Given data:
***

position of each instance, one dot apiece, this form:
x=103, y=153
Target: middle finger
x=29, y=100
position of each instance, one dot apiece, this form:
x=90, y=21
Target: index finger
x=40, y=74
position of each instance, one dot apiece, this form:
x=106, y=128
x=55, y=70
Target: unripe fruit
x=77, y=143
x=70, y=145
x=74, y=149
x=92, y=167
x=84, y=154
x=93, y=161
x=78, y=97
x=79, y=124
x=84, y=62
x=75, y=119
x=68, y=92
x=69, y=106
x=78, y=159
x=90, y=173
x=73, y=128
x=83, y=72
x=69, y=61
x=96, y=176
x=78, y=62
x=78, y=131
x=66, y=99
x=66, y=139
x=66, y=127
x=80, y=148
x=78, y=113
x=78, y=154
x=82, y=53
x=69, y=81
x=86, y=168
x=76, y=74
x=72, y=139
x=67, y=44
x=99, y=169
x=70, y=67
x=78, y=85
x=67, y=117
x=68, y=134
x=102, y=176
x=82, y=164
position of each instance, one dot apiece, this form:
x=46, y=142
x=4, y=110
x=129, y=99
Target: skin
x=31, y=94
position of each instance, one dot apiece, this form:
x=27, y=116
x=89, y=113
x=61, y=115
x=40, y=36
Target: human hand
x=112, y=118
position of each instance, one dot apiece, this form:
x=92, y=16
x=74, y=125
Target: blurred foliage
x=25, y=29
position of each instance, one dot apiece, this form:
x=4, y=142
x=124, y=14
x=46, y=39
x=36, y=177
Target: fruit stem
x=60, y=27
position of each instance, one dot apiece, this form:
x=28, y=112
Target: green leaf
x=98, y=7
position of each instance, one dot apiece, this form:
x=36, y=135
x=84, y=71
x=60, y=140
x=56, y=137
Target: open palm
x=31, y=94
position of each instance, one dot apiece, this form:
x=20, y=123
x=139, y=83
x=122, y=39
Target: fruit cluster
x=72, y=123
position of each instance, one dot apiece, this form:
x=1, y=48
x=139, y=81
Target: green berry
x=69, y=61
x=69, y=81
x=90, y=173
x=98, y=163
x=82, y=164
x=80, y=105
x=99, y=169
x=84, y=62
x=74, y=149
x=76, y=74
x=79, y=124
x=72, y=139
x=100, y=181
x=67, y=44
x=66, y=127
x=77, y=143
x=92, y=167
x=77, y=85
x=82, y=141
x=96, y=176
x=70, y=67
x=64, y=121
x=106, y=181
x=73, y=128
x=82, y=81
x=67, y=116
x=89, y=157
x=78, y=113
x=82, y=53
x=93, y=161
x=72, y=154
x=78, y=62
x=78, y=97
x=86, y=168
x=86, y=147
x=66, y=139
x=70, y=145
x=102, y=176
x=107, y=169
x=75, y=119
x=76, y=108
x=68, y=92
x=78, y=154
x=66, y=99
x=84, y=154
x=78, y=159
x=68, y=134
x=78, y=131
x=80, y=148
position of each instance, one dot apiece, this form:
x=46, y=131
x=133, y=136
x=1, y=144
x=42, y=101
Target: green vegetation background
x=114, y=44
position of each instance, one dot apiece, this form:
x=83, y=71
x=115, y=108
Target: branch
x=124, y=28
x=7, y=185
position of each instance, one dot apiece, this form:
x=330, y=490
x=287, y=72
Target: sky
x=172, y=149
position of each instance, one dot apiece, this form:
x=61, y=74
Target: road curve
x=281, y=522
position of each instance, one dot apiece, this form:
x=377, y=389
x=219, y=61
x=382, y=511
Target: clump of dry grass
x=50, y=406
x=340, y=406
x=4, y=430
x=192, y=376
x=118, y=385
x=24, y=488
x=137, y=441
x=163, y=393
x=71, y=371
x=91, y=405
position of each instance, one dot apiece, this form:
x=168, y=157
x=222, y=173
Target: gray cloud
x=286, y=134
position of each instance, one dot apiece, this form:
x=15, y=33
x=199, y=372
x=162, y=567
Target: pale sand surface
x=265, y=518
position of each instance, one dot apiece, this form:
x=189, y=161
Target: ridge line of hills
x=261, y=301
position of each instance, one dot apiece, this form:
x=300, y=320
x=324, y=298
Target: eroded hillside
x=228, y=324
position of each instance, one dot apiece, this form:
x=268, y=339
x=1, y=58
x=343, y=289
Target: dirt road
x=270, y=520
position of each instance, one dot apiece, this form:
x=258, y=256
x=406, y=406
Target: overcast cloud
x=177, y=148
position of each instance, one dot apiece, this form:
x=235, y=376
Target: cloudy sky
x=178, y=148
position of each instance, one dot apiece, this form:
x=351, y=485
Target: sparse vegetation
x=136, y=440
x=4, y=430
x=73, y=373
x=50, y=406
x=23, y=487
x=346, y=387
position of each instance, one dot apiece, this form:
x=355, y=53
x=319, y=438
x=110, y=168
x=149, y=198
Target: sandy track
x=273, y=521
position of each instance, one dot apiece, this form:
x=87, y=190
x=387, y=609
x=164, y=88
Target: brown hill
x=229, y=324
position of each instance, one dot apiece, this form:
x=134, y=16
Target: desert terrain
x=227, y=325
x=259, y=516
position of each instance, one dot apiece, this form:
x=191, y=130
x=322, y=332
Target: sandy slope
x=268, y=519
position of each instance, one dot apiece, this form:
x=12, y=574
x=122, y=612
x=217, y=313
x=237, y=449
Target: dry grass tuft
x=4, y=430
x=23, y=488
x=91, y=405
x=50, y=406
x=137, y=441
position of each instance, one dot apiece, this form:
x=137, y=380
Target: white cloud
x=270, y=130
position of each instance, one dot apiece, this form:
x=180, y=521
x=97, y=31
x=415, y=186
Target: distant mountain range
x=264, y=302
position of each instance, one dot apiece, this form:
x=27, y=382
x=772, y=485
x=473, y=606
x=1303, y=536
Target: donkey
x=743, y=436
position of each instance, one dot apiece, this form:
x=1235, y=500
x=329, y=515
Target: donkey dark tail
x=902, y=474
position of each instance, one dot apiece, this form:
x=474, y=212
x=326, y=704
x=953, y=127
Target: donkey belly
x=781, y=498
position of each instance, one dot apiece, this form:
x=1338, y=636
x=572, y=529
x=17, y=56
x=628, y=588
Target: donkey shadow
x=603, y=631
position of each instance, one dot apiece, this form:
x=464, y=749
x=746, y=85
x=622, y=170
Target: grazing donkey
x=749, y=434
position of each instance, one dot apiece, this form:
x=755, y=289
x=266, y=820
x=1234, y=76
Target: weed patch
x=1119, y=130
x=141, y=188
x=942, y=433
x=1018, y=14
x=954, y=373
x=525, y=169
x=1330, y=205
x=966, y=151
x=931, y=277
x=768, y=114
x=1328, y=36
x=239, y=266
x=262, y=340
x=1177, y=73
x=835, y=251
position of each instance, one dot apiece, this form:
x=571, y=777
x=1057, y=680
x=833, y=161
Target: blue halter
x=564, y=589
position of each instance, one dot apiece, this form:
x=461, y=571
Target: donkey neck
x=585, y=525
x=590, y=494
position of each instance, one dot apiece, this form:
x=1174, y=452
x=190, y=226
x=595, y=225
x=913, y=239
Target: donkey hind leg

***

Exercise prompt: Please pull out each line of the entries above that contains the word "donkey". Letter case matters.

Exercise answer:
Target: donkey
Target: donkey dark tail
Target: donkey belly
Target: donkey shadow
Target: grazing donkey
Target: donkey neck
Target: donkey hind leg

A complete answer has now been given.